───── Text segment ─────

Building a startup for what you want it to become 37: moving past the initial startup phase 23

Posted in startups by Timothy Platt on April 12, 2019

This is my 37th installment to a series on building a business that can become an effective and even a leading participant in its industry and its business sector, and for its targeted marketplaces (see Startups and Early Stage Businesses and its Page 2 continuation, postings 186 and loosely following for Parts 1-36.)

I have been discussing a succession of business intelligence-related risk management issues in this series since Part 31, and began discussing the challenges of data anonymization as a part of that in Part 36. And my initial goal at least for this posting is to continue my discussion of that complex topic, at least for purposes of this series.

I began discussing anonymization as a source of risk management concern when handling confidential and personally identifiable information, by pointing out how true, effective anonymization of original data sources is becoming increasingly difficult and even impossible at least as a zero risk goal, as big data becomes bigger and bigger, and as it is more and more effectively organized into actionable patterns. To briefly reiterate the conclusion that I arrived at in my Part 36 narrative, the more comprehensive the overall set of data types collected and the more skillfully and comprehensively they are organized and processed into meaningful actionable patterns, the more and more likely it becomes that even just sets of what would seem to be anonymous data about some individual source, would indicate the values that must have been there for key individually identifying data fields that were redacted for anonymization purposes.

I then concluded Part 36 by stating that I would offer some thoughts here on how to move beyond this current and growing impasse where this tool: data anonymization has so significantly begun to fail us. Then after addressing that, as at least an initial first step response, I said that I will more specifically reconsider the impact that all of this has on:

• Businesses that provide big data as a marketable commodity,
• Businesses that buy access to it (startups included), and
• The ultimate sources of all of this data, with consumers and other individuals prominently included there.

And I added that after addressing those issues, I will circle back in this overall discussion to consider opt-in and opt-out options and systems, and the stealthy collection of more and more data and from more and more sources where neither of those choice possibilities are always meaningfully possible. Facebook’s user information comes to mind as a source of cautionary note examples there, and I will cite and discuss that business and its practices in this regard when I reach this point in this overall narrative.

───── Data excerpts ─────

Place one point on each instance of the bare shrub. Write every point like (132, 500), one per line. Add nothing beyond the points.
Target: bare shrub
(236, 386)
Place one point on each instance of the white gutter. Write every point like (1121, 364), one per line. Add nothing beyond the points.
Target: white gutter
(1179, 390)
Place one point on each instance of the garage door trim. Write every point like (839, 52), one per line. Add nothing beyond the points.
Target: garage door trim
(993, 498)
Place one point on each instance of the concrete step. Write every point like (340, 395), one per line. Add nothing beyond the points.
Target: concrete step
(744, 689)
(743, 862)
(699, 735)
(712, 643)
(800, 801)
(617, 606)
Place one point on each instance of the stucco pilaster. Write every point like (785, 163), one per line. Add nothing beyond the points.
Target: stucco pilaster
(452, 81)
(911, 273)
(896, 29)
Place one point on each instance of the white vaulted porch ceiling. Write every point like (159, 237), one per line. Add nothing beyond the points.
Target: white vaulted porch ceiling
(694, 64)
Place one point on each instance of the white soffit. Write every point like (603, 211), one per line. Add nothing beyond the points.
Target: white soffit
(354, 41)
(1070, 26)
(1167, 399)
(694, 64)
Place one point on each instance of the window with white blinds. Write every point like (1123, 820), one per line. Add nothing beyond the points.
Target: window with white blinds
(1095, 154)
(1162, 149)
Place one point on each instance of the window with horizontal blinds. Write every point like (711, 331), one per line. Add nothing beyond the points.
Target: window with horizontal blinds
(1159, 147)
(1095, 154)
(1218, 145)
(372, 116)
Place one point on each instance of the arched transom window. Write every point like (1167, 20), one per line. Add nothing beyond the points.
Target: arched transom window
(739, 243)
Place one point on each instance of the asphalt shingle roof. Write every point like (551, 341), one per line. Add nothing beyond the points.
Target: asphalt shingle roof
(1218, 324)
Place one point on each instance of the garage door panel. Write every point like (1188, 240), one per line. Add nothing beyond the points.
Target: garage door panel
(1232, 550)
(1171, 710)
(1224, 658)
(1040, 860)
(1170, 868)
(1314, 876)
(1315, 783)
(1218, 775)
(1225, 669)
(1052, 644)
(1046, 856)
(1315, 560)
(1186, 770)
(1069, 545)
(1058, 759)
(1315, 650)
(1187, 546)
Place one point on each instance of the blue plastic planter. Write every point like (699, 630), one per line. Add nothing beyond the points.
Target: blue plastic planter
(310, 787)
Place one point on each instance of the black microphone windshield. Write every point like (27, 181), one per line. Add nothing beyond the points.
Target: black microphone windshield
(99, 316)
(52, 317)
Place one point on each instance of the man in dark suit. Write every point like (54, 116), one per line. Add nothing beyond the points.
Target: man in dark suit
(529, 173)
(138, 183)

─────

◆ **Task 1**
In the startup series post, since which part has the author been discussing business intelligence-related risk management issues?
◆ **Task 2**
From the startup series post, copy out the passage that begins at the words "And I added" and stops after the words "this overall narrative.".

◆ **Final answer 1**
Since Part 31.

◆ **Final answer 2**
And I added that after addressing those issues, I will circle back in this overall discussion to consider opt-in and opt-out options and systems, and the stealthy collection of more and more data and from more and more sources where neither of those choice possibilities are always meaningfully possible. Facebook’s user information comes to mind as a source of cautionary note examples there, and I will cite and discuss that business and its practices in this regard when I reach this point in this overall narrative.